___ Task input ___

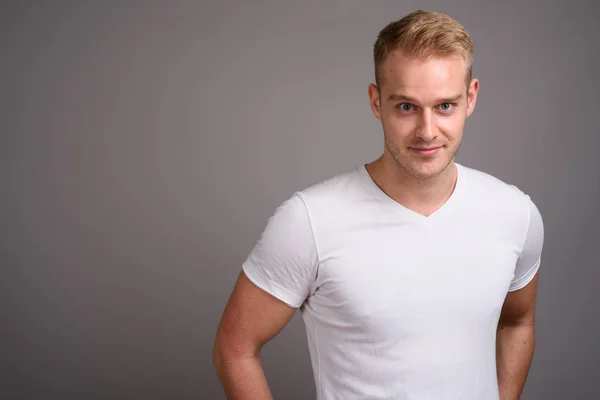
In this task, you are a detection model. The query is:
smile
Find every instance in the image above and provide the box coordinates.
[410,146,442,156]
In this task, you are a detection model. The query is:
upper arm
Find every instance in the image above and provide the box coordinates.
[216,194,318,354]
[500,197,544,325]
[216,271,296,356]
[499,273,539,326]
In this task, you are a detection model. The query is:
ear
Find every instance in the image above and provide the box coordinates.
[369,83,381,121]
[467,79,479,117]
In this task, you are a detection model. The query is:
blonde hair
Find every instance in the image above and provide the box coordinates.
[373,10,473,90]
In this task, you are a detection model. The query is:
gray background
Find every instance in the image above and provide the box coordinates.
[0,0,600,400]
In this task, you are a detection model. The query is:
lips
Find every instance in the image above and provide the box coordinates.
[411,146,442,156]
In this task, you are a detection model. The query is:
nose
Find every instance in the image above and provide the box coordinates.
[416,109,437,142]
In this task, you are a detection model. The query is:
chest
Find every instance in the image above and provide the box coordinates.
[311,221,519,333]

___

Exercise description
Convert the material into a numbered list, starting at its first line and ending with the line that contains "[499,273,539,326]". Leave out blank lines and the pictures.

Written response
1. In this task, you are a detection model. The query is:
2. smile
3. Find every instance in the image above and provide the box coordinates.
4. [410,146,442,156]
5. In this task, you are a detection model. The query is:
6. upper arm
7. Find every instance in the image above and provide the box coordinates.
8. [216,194,318,354]
9. [500,197,544,325]
10. [216,271,296,356]
11. [499,273,539,326]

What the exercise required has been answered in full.